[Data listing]

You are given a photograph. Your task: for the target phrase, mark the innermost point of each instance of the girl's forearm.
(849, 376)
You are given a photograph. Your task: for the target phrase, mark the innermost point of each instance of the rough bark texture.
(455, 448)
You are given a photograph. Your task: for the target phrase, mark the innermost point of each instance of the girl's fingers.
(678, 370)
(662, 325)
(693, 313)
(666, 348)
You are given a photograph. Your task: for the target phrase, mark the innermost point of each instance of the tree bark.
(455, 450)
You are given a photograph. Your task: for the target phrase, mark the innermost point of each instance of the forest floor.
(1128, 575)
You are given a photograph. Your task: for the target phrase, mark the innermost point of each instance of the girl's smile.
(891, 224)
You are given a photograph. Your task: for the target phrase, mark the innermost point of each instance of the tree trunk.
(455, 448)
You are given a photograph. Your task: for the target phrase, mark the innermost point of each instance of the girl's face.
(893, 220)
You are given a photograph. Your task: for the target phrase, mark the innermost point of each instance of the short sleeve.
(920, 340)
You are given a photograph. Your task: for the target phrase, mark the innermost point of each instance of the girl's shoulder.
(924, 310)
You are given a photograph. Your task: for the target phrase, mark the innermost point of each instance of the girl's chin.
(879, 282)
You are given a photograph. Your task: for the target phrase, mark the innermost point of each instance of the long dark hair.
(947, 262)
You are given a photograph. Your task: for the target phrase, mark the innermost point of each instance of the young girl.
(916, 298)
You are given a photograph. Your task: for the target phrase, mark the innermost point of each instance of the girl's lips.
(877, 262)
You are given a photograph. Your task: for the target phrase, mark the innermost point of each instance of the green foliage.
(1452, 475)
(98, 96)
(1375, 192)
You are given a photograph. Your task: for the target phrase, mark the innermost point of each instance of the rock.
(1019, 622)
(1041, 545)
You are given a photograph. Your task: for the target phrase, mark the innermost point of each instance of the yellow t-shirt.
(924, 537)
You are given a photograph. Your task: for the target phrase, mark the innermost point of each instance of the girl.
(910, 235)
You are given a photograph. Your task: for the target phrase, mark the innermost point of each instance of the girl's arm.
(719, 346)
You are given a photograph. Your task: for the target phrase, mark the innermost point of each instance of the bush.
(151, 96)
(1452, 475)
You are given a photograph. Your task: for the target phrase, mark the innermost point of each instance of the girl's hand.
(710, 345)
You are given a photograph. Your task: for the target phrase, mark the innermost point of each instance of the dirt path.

▶ **Exercise brief**: Transcribe the material exactly as it reads.

▶ **Result of this exercise**:
You are given a photograph. Your task: for the target phrase, mark the innermost point of each instance of the girl's forearm.
(849, 376)
You are given a photograph. Your task: for the target phrase, mark the innermost point of each instance of the rough bark texture.
(455, 448)
You are given a photograph. Your task: for the target phrase, mark the innermost point of each instance of the girl's fingers.
(678, 370)
(662, 325)
(693, 313)
(666, 348)
You are given a photograph. Your task: for the target phrase, mark the innermost point of each instance of the tree bark.
(455, 450)
You are given a photograph. Your task: for the target phrase, mark the innermost point of each instance of the forest floor.
(1128, 575)
You are given a photograph. Your task: for the target phrase, mark the innermost point of each instance of the girl's smile.
(891, 224)
You are given a photograph. Your task: for the target phrase, mark the innermost point of each instance of the tree trunk.
(455, 448)
You are given a photograph. Your task: for the target phrase, mark the innermost point of each instance of the girl's face.
(893, 220)
You are given a photograph. Your task: for the target phrase, mark the innermost point of each instance of the short sleeve.
(920, 340)
You are given a photograph. Your task: for the target phrase, mark the innermost point of each instance of the girl's shoulder.
(924, 310)
You are given a photograph. Your task: for the target phrase, mark the innermost point of each instance of the girl's chin.
(879, 282)
You are given a photograph. Your task: for the target phrase, mark the innermost point of each instance of the long dark hair.
(947, 262)
You are given a photograph. Your task: for the target phrase, mark the innermost point of each instance of the young girl.
(916, 298)
You are given a photograph. Your task: for the target phrase, mark the innermost point of each instance of the girl's lips.
(877, 262)
You are given a photograph. Your task: for the target phrase, mark the innermost point of each instance of the green foliage.
(1452, 475)
(98, 96)
(1375, 192)
You are given a photograph. Your task: for the target phrase, mark the innermost point of each instance of the rock.
(1019, 622)
(1041, 545)
You are given a photograph. Your task: for the target phrase, mark the innermost point of each instance of the yellow t-shirt.
(924, 537)
You are given a photograph. Your task: for the target phrase, mark the innermost point of each instance of the girl.
(910, 235)
You are given a photograph. Your task: for the target phrase, mark the innermost point of each instance of the girl's arm.
(719, 346)
You are given a photograph. Your task: for the target phrase, mark the innermost point of each instance of the bush.
(151, 96)
(1452, 475)
You are given a photograph. Your task: for the target phrase, mark the innermost point of each instance of the girl's hand.
(710, 345)
You are given a photograph. Your task: for the target phrase, mark the innermost point of each instance of the dirt path.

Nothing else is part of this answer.